**JOB 1**. List every line of the entries below that contains the string "mirror", matching case exactly.

**PAGE**.
(begin)

4.2 - RCBD and RCBD's with Missing Data
4.2 - RCBD and RCBD's with Missing DataExample 4.1: Vascular Graft
This example investigates a procedure to create artificial arteries using a resin. The resin is pressed or extruded through an aperture that forms the resin into a tube.
To conduct this experiment as a RCBD, we need to assign all 4 pressures at random to each of the 6 batches of resin. Each batch of resin is called a “block”, since a batch is a more homogenous set of experimental units on which to test the extrusion pressures. Below is a table which provides percentages of those products that met the specifications.
Extrusion Pressure (PSI) | Batch of Resin (Block) | Treatment Total | |||||
---|---|---|---|---|---|---|---|
1 | 2 | 3 | 4 | 5 | 6 | ||
8500 | 90.3 | 89.2 | 98.2 | 93.9 | 87.4 | 97.9 | 556.9 |
8700 | 92.5 | 89.5 | 90.6 | 94.7 | 87.0 | 95.8 | 550.1 |
8900 | 85.5 | 90.8 | 89.6 | 86.2 | 88.0 | 93.4 | 533.5 |
9100 | 82.5 | 89.5 | 85.6 | 87.4 | 78.9 | 90.7 | 514.6 |
Block Totals | 350.8 | 359.0 | 364.0 | 362.2 | 341.3 | 377.8 | \(y_n = 2155.1\) |
Table 4-3 Randomized Complete Block Design for the Vascular Graft Experiment |
Output...
Response: Yield
ANOVA for selected Factorial Model
Analysis of variance table [Partial sum of squares]
Source | Sum of Squares | DF | Mean Square | F Value | Prob > F |
---|---|---|---|---|---|
Block | 192.25 | 5 | 38.45 | ||
Model | 178.17 | 3 | 59.39 | 8.11 | 0.0019 |
A | 178.17 | 3 | 59.39 | 8.11 | 0.0019 |
Residual | 109.89 | 15 | 7.33 | ||
Cor Total | 480.31 | 23 |
Std. Dev. | 2.71 | R-Squared | 0.6185 |
Mean | 89.80 | Adj R-Squared | 0.5422 |
C.V. | 3.01 | Pred R-Squared | 0.0234 |
PRESS | 281.31 | Adeq Precision | 9.759 |
Notice that Design Expert does not perform the hypothesis test on the block factor. Should we test the block factor?

(end)

**DATA PROVIDED**.
(begin)

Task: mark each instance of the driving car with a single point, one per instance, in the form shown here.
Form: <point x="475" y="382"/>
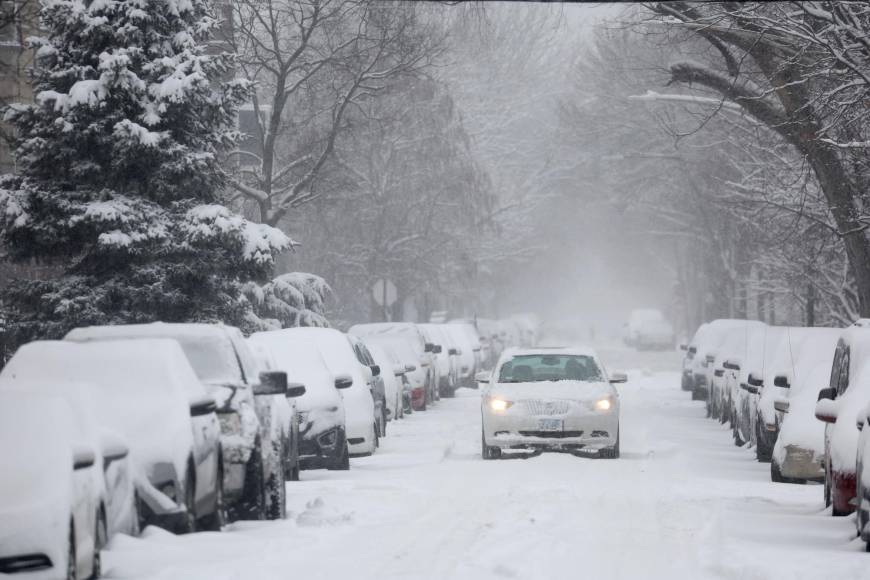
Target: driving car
<point x="250" y="408"/>
<point x="52" y="501"/>
<point x="147" y="392"/>
<point x="550" y="399"/>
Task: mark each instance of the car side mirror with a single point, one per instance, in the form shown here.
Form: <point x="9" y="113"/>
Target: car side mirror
<point x="203" y="406"/>
<point x="618" y="377"/>
<point x="731" y="365"/>
<point x="827" y="393"/>
<point x="295" y="390"/>
<point x="113" y="447"/>
<point x="749" y="388"/>
<point x="83" y="457"/>
<point x="827" y="410"/>
<point x="271" y="383"/>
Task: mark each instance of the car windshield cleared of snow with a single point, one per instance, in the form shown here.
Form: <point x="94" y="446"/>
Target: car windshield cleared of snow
<point x="550" y="367"/>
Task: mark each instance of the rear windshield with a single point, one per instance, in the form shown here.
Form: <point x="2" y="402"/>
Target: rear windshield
<point x="550" y="367"/>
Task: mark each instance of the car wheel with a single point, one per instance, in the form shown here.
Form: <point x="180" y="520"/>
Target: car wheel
<point x="486" y="451"/>
<point x="218" y="518"/>
<point x="188" y="523"/>
<point x="101" y="538"/>
<point x="252" y="504"/>
<point x="276" y="496"/>
<point x="71" y="567"/>
<point x="342" y="463"/>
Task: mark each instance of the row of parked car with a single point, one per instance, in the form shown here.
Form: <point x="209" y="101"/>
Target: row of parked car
<point x="799" y="396"/>
<point x="191" y="426"/>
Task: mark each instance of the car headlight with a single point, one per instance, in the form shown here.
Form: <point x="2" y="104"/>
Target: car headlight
<point x="603" y="404"/>
<point x="500" y="405"/>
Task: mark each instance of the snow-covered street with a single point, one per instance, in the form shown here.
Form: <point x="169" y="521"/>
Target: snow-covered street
<point x="681" y="502"/>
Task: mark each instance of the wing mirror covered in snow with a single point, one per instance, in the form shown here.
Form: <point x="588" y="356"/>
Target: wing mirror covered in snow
<point x="827" y="393"/>
<point x="826" y="410"/>
<point x="618" y="377"/>
<point x="749" y="388"/>
<point x="83" y="457"/>
<point x="203" y="406"/>
<point x="731" y="364"/>
<point x="113" y="446"/>
<point x="295" y="390"/>
<point x="272" y="383"/>
<point x="343" y="382"/>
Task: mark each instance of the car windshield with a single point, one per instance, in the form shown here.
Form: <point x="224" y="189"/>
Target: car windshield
<point x="550" y="367"/>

(end)

**JOB 2**. Continue the page on randomized complete block designs from the point where it stops.

**RIGHT ANSWER 1**.
Task: mark each instance of the car side mirror with a single point, one per instance, in the form shown here.
Target: car side mirror
Task: mark each instance of the wing mirror covered in snow with a single point, one per instance, in the form shown here.
Target: wing mirror covered in snow

**RIGHT ANSWER 2**.
Below is the Minitab output which treats both batch and treatment the same and tests the hypothesis of no effect.
ANOVA: Yield versus Batch, Pressure
Factor | Type | Level | Values |
---|---|---|---|
Batch | random | 6 | 1,2,3,4,5,6 |
Pressure | fixed | 4 | 8500, 8700, 8900, 9100 |
Analysis of Variance for Yield
Source | DF | SS | MS | F | P |
---|---|---|---|---|---|
Batch | 5 | 192.252 | 38.450 | 5.25 | 0.006 |
Pressure | 3 | 178.171 | 59.390 | 8.11 | 0.002 |
Error | 15 | 109.886 | 7.326 | ||
Total | 23 | 480.310 |
S = 2.70661 | R-Sq = 77.12% | R-Sq(adj) = 64.92% |
This example shows the output from the ANOVA command in Minitab (Menu > Stat > ANOVA > Balanced ANOVA). It does hypothesis tests for both batch and pressure, and they are both significant. Otherwise, the results from both programs are very similar.
Again, should we test the block factor? Generally, the answer is no, but in some instances, this might be helpful. We use the RCBD design because we hope to remove from error the variation due to the block. If the block factor is not significant, then the block variation, or mean square due to the block treatments is no greater than the mean square due to the error. In other words, if the block F ratio is close to 1 (or generally not greater than 2), you have wasted effort in doing the experiment as a block design, and used in this case 5 degrees of freedom that could be part of error degrees of freedom, hence the design could actually be less efficient!
Therefore, one can test the block simply to confirm that the block factor is effective and explains variation that would otherwise be part of your experimental error. However, you generally cannot make any stronger conclusions from the test on a block factor, because you may not have randomly selected the blocks from any population, nor randomly assigned the levels.
Why did I first say no?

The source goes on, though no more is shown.